■ Data supplied:
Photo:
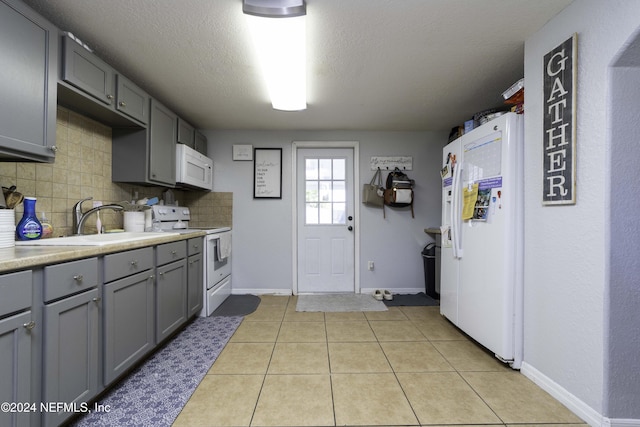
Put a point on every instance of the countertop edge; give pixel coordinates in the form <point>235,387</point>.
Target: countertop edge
<point>25,257</point>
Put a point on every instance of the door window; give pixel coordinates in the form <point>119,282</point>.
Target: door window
<point>325,191</point>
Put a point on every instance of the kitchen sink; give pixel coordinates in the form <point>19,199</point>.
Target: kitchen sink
<point>95,239</point>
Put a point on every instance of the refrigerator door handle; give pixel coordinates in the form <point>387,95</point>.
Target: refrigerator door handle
<point>456,213</point>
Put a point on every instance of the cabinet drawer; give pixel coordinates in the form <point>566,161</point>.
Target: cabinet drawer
<point>15,292</point>
<point>69,278</point>
<point>123,264</point>
<point>170,252</point>
<point>194,246</point>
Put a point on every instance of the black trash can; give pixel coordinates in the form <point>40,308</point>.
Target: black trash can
<point>429,259</point>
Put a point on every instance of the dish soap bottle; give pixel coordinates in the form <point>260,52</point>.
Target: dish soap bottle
<point>47,228</point>
<point>29,227</point>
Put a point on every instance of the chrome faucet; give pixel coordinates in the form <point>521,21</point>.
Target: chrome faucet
<point>79,217</point>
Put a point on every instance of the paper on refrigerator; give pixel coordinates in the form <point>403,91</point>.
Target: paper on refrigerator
<point>469,197</point>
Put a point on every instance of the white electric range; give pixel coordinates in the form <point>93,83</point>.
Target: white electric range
<point>216,253</point>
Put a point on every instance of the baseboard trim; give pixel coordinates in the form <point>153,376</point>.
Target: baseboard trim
<point>576,405</point>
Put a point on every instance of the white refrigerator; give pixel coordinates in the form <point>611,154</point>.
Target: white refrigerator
<point>481,288</point>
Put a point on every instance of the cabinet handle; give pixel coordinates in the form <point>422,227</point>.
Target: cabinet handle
<point>30,325</point>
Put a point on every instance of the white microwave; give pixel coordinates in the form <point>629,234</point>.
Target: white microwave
<point>193,169</point>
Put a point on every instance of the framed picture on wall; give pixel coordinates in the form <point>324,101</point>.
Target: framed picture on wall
<point>242,152</point>
<point>267,173</point>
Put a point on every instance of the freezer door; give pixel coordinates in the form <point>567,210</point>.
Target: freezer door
<point>449,274</point>
<point>488,270</point>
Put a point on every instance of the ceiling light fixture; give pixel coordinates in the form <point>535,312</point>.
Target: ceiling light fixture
<point>278,31</point>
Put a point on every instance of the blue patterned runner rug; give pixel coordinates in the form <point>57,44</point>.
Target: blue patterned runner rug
<point>155,393</point>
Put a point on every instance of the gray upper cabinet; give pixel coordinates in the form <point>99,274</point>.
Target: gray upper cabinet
<point>28,79</point>
<point>186,133</point>
<point>131,100</point>
<point>86,72</point>
<point>147,156</point>
<point>162,144</point>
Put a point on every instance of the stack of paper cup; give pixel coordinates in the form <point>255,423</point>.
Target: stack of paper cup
<point>7,228</point>
<point>134,221</point>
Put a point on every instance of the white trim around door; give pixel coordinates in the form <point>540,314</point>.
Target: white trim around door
<point>356,203</point>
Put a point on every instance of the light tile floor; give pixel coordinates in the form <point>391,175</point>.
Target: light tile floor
<point>404,367</point>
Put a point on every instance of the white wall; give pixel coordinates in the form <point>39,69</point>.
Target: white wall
<point>262,253</point>
<point>566,265</point>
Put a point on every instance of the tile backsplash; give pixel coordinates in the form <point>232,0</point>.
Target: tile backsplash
<point>82,168</point>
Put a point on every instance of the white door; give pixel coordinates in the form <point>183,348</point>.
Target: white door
<point>325,218</point>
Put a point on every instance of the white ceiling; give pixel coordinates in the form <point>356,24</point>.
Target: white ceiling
<point>372,64</point>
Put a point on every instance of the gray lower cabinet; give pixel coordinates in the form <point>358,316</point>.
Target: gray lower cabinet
<point>128,310</point>
<point>195,279</point>
<point>28,84</point>
<point>71,337</point>
<point>71,352</point>
<point>15,367</point>
<point>16,342</point>
<point>171,288</point>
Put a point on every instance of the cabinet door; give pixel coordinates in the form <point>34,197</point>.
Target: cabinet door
<point>162,144</point>
<point>200,143</point>
<point>171,299</point>
<point>128,323</point>
<point>15,367</point>
<point>131,100</point>
<point>87,72</point>
<point>186,133</point>
<point>28,83</point>
<point>195,286</point>
<point>70,352</point>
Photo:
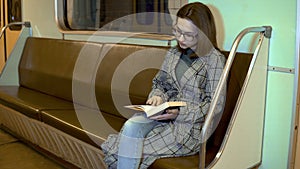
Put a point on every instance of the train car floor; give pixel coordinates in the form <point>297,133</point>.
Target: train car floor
<point>15,154</point>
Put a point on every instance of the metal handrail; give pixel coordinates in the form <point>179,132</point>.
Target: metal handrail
<point>26,24</point>
<point>266,30</point>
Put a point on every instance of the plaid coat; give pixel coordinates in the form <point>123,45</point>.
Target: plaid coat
<point>182,136</point>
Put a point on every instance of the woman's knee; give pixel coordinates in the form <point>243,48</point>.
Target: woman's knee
<point>137,126</point>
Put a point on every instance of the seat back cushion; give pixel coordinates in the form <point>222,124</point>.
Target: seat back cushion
<point>47,65</point>
<point>125,76</point>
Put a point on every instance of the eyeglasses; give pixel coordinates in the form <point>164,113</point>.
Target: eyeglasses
<point>187,36</point>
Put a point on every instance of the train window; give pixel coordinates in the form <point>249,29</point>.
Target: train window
<point>14,13</point>
<point>115,15</point>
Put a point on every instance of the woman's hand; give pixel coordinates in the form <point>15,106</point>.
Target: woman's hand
<point>169,115</point>
<point>155,101</point>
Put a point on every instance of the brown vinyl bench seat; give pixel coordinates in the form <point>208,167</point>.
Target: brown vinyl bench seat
<point>45,93</point>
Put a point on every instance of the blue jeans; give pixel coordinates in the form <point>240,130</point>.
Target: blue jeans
<point>132,139</point>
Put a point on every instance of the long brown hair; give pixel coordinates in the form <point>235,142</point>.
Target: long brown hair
<point>201,17</point>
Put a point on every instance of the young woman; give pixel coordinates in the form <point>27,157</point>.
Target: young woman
<point>190,73</point>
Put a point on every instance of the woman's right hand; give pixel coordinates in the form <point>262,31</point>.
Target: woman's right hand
<point>154,101</point>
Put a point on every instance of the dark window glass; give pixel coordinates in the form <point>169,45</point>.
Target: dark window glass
<point>116,15</point>
<point>14,13</point>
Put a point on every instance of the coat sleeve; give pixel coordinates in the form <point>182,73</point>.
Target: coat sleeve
<point>215,67</point>
<point>163,83</point>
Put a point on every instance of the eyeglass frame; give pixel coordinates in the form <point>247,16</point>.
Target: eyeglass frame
<point>178,33</point>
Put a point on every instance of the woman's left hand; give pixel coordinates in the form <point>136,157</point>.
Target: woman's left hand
<point>169,115</point>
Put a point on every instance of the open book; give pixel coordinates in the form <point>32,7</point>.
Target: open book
<point>156,110</point>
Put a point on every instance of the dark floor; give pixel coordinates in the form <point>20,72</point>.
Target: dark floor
<point>15,155</point>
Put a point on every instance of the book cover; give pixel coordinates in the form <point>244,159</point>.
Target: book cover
<point>156,110</point>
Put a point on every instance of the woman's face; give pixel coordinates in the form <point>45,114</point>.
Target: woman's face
<point>186,33</point>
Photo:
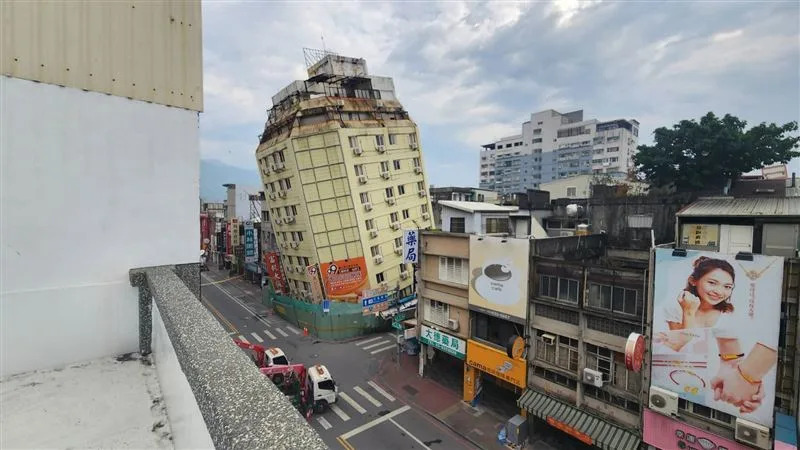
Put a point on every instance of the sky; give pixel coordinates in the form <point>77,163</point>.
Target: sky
<point>471,72</point>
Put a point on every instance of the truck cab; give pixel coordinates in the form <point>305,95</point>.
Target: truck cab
<point>321,387</point>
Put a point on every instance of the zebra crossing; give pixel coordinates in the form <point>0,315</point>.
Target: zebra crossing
<point>354,403</point>
<point>377,344</point>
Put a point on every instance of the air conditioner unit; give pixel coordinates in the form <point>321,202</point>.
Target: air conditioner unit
<point>593,377</point>
<point>548,339</point>
<point>452,324</point>
<point>752,434</point>
<point>663,401</point>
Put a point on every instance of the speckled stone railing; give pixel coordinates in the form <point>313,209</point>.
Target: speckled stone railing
<point>241,409</point>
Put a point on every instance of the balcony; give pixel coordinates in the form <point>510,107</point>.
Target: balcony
<point>187,386</point>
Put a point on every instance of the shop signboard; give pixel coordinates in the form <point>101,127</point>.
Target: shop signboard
<point>496,363</point>
<point>312,272</point>
<point>498,283</point>
<point>250,245</point>
<point>273,262</point>
<point>410,246</point>
<point>443,341</point>
<point>345,279</point>
<point>715,330</point>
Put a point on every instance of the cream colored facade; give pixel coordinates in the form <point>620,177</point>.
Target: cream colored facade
<point>335,205</point>
<point>144,50</point>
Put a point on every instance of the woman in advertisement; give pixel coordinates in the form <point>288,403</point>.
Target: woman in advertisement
<point>704,313</point>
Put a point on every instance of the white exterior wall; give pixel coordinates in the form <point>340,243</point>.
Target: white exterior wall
<point>93,185</point>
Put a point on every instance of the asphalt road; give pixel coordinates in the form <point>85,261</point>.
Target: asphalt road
<point>366,415</point>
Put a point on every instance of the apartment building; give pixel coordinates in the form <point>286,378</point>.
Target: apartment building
<point>583,307</point>
<point>343,171</point>
<point>556,145</point>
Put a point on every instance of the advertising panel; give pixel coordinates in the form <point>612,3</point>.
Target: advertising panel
<point>250,245</point>
<point>498,276</point>
<point>496,363</point>
<point>312,272</point>
<point>443,341</point>
<point>345,279</point>
<point>410,246</point>
<point>274,272</point>
<point>715,330</point>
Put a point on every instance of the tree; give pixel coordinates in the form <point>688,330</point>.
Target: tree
<point>704,155</point>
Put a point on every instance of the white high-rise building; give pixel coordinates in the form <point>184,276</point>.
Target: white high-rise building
<point>556,145</point>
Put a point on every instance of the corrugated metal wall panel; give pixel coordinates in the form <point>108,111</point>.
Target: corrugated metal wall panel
<point>145,50</point>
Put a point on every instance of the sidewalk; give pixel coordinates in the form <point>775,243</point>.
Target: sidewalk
<point>477,425</point>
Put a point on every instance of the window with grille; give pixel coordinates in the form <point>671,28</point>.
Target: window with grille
<point>454,270</point>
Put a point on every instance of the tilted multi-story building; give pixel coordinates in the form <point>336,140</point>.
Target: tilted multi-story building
<point>343,172</point>
<point>556,145</point>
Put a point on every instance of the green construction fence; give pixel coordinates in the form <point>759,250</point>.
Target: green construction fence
<point>343,321</point>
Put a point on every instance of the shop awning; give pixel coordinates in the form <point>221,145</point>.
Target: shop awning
<point>604,434</point>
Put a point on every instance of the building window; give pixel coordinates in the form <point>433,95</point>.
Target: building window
<point>457,225</point>
<point>454,270</point>
<point>617,299</point>
<point>497,225</point>
<point>563,289</point>
<point>494,330</point>
<point>557,350</point>
<point>436,312</point>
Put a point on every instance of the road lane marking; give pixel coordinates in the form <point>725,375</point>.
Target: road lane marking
<point>377,421</point>
<point>367,347</point>
<point>352,402</point>
<point>383,349</point>
<point>366,395</point>
<point>325,424</point>
<point>410,435</point>
<point>342,415</point>
<point>369,340</point>
<point>380,390</point>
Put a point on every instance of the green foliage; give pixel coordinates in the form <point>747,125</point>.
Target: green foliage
<point>702,155</point>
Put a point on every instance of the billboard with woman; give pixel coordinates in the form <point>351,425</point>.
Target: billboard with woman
<point>715,330</point>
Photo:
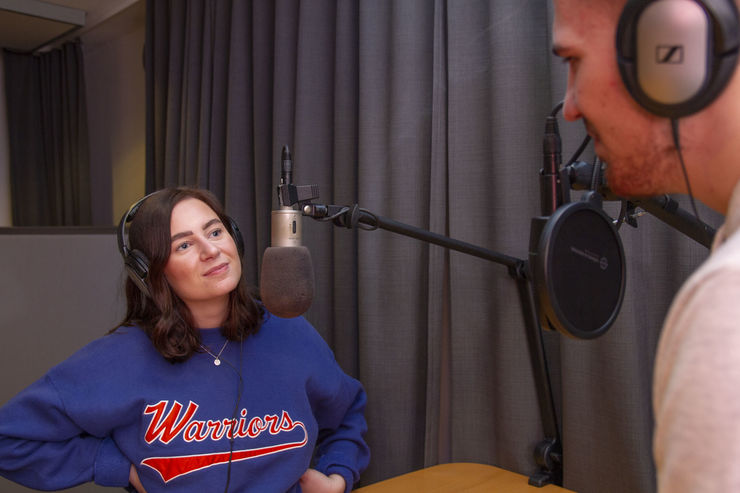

■ Problem requirements:
Your answer must be the lines above from the one containing "Target: stack of paper cup" to the one containing "Put a point on every instance of the white ceiling;", both included, restated word for word.

■ Answer:
Target: stack of paper cup
<point>7,228</point>
<point>134,221</point>
Put a point on every instance of the white trim around door; give pixel coordinates in the form <point>540,314</point>.
Target: white trim around door
<point>356,203</point>
Put a point on every instance of the light tile floor; give pixel coordinates in the form <point>391,175</point>.
Target: light tile floor
<point>404,367</point>
Put a point on every instance of the white wall; give pixel coordinates in the form <point>39,69</point>.
Target: white wall
<point>262,253</point>
<point>566,265</point>
Put a point on every instance of the tile backsplash; give pixel coordinates in the form <point>232,0</point>.
Target: tile backsplash
<point>82,168</point>
Put a point on every instance of the white door; give pixel coordinates in the form <point>183,348</point>.
Target: white door
<point>325,218</point>
Put a point on every instance of the white ceiling; give pixel coordinates in the form <point>356,24</point>.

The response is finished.